**THE REQUEST:** Make an exact copy of the listing below.

--- INFORMATION GIVEN ---

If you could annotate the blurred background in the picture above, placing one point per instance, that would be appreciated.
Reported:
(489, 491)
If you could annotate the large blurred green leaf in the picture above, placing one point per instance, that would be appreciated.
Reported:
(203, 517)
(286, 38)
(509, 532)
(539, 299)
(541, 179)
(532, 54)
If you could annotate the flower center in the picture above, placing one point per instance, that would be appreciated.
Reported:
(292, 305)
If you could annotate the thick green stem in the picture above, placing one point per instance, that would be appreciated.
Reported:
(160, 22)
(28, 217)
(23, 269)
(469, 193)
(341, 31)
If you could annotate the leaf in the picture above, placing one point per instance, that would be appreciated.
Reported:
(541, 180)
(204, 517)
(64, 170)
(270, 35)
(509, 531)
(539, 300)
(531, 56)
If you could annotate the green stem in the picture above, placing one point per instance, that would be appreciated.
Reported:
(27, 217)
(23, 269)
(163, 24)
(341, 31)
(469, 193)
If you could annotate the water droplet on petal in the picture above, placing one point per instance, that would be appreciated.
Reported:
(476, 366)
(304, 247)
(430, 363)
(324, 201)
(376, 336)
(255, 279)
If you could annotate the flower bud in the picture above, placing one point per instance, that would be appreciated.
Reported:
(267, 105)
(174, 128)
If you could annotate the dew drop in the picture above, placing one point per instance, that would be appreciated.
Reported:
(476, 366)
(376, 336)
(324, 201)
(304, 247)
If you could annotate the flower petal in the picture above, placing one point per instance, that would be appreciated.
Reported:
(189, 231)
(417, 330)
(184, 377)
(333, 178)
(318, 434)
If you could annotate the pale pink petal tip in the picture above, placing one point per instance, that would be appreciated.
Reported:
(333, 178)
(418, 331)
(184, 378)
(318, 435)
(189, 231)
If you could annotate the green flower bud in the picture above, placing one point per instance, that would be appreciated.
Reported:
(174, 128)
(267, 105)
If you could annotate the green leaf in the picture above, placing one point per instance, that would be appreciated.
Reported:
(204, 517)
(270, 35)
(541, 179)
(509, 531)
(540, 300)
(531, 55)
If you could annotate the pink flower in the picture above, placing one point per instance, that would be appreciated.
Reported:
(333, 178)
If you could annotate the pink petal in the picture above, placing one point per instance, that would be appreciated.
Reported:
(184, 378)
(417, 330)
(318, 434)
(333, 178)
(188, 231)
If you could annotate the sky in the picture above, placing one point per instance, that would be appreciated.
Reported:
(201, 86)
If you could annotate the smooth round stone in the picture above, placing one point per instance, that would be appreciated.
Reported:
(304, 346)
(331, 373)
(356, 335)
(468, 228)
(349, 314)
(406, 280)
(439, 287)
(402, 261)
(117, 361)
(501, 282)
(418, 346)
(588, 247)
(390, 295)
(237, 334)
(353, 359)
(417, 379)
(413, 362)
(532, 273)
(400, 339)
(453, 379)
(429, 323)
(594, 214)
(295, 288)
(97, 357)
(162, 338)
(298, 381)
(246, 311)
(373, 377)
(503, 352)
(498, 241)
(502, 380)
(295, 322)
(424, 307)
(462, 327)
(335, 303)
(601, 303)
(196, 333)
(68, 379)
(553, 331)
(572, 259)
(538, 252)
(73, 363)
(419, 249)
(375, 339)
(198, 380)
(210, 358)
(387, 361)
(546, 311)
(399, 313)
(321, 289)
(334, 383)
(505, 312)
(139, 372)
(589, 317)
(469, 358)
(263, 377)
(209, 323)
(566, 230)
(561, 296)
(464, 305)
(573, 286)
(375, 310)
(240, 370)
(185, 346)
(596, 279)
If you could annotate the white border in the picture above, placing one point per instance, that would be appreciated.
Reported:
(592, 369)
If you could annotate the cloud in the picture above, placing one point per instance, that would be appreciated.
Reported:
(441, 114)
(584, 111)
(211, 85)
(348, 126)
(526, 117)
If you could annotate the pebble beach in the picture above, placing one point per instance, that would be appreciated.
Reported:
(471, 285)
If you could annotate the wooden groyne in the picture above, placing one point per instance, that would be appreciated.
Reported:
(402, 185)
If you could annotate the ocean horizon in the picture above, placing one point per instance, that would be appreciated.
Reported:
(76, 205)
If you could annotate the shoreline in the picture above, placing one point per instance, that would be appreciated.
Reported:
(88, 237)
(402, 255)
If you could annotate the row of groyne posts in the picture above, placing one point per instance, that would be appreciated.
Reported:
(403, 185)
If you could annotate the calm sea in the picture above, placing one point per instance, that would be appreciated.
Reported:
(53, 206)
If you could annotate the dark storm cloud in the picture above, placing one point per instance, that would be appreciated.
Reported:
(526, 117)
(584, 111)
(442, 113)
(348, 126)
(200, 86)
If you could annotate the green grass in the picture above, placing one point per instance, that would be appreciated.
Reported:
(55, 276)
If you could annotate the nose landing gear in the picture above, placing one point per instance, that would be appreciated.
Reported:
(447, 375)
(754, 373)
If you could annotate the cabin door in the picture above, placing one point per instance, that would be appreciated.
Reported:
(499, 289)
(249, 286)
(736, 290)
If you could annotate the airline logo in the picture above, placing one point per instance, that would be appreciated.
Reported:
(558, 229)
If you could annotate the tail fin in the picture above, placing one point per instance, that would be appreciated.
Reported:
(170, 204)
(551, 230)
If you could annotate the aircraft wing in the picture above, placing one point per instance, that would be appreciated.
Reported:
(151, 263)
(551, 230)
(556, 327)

---

**THE ANSWER:**
If you could annotate the blurred background in the picture above, placing one point per instance, that would be appreciated.
Reported:
(489, 491)
If you could annotate the large blurred green leaf in the picture above, placing one point per instance, that would be appreciated.
Reported:
(203, 517)
(286, 38)
(509, 532)
(539, 299)
(541, 179)
(532, 54)
If you could annotate the flower center in the picture above, placing one point per instance, that would be appreciated.
Reported:
(292, 305)
If you could annotate the thick green stem in the picture above, placing one point per instance, that would be appreciated.
Reported:
(160, 22)
(28, 217)
(23, 269)
(469, 193)
(341, 31)
If you could annotate the leaf in the picture above, placing one point per instance, that would be appreciated.
Reported:
(541, 180)
(204, 517)
(64, 170)
(270, 35)
(509, 531)
(539, 300)
(531, 56)
If you could annotate the green stem in the picture above, placing one point per instance, that would be appreciated.
Reported:
(27, 217)
(23, 269)
(163, 24)
(341, 31)
(469, 193)
If you could annotate the water droplet on petal in the picture above, placing one point per instance, that would be appreciated.
Reported:
(476, 366)
(304, 247)
(430, 363)
(324, 201)
(376, 336)
(255, 279)
If you could annotate the flower bud in the picture above, placing one point per instance, that would be appreciated.
Reported:
(267, 105)
(174, 128)
If you could annotate the dew drop in the picture above, placing one point per instance, that would be appreciated.
Reported:
(476, 366)
(376, 336)
(324, 201)
(304, 247)
If you could annotate the flower petal in the picture above, placing one point per instance, that would be appreciated.
Reported:
(189, 231)
(417, 330)
(184, 377)
(333, 178)
(318, 434)
If you could annotate the pale pink petal tip in the picture above, placing one point per instance, that would be appreciated.
Reported:
(333, 178)
(418, 331)
(184, 378)
(318, 435)
(189, 231)
If you could annotate the green flower bud in the picture above, placing one point per instance, that would be appreciated.
Reported:
(174, 128)
(267, 105)
If you could annotate the green leaf in the picture above, placing one point per instance, that would be appreciated.
Reported:
(204, 517)
(270, 35)
(541, 179)
(509, 531)
(540, 300)
(531, 55)
If you could annotate the pink flower in the picture above, placing one point per instance, that would be appreciated.
Reported:
(333, 178)
If you could annotate the pink petal in the picture above, placing one point per instance, that would be appreciated.
Reported:
(184, 378)
(417, 330)
(318, 434)
(333, 178)
(188, 231)
If you could annotate the sky in the picture above, placing one point per instance, that would be appreciated.
Reported:
(201, 86)
If you could annotate the smooth round stone in the picture above, placing one point per instance, that would be appreciated.
Reported:
(304, 346)
(331, 373)
(356, 335)
(468, 228)
(349, 314)
(406, 280)
(439, 287)
(402, 261)
(117, 361)
(501, 282)
(418, 346)
(588, 247)
(390, 295)
(237, 334)
(353, 359)
(417, 379)
(413, 362)
(532, 273)
(400, 339)
(453, 379)
(429, 323)
(594, 214)
(295, 288)
(97, 357)
(162, 338)
(298, 381)
(246, 311)
(373, 377)
(503, 352)
(498, 241)
(502, 380)
(295, 322)
(424, 307)
(462, 327)
(335, 303)
(601, 303)
(196, 333)
(68, 379)
(553, 331)
(572, 259)
(538, 252)
(73, 363)
(419, 249)
(375, 339)
(198, 380)
(210, 358)
(387, 361)
(546, 311)
(399, 313)
(321, 289)
(334, 383)
(505, 312)
(139, 372)
(589, 317)
(469, 358)
(263, 377)
(209, 323)
(566, 230)
(561, 296)
(464, 305)
(573, 286)
(375, 310)
(240, 370)
(185, 346)
(596, 279)
If you could annotate the white border in the picture above, placing one point per instance, that would be appreciated.
Reported:
(592, 369)
If you could annotate the cloud in the picture above, placing one point per instance, that would be appreciated.
Reported:
(441, 114)
(584, 111)
(211, 85)
(348, 126)
(526, 117)
If you could annotate the pebble beach in the picture above, placing one point per instance, that would be appreciated.
Reported:
(471, 285)
If you could annotate the wooden groyne in the picture above, placing one point per instance, that would be appreciated.
Reported:
(402, 185)
If you could annotate the ocean horizon in the picture above, placing one point per instance, that would be appreciated.
Reported:
(76, 205)
If you could annotate the shoreline in the picture above, placing one point per instance, that would be appreciated.
Reported:
(88, 237)
(402, 255)
If you could annotate the row of groyne posts in the picture above, placing one point per instance, that would be appreciated.
Reported:
(403, 185)
If you could annotate the calm sea in the picture above, placing one point per instance, that would be appreciated.
Reported:
(53, 206)
If you could annotate the dark storm cloud in the picture above, placing one point per instance, that would be appreciated.
Reported:
(526, 117)
(584, 111)
(442, 113)
(348, 126)
(200, 86)
If you could annotate the green grass in the picture above, placing one point per instance, that would be appreciated.
Reported:
(55, 276)
If you could annotate the nose landing gear in the picture above, placing one point per instance, that would be appreciated.
Reported:
(447, 375)
(754, 373)
If you could annotate the cabin door in the picture above, placing one point per instance, that would be appreciated.
Reported:
(499, 289)
(249, 286)
(736, 290)
If you could annotate the airline logo in the picture above, placing one point per instance, that would be appreciated.
Reported:
(558, 229)
If you could annotate the tail fin in the picture above, placing one point per instance, that would be appreciated.
Reported:
(170, 204)
(551, 230)
If you could annotate the aircraft wing in the picture above, placing one point per instance, that would be appreciated.
Reported:
(151, 263)
(551, 230)
(556, 327)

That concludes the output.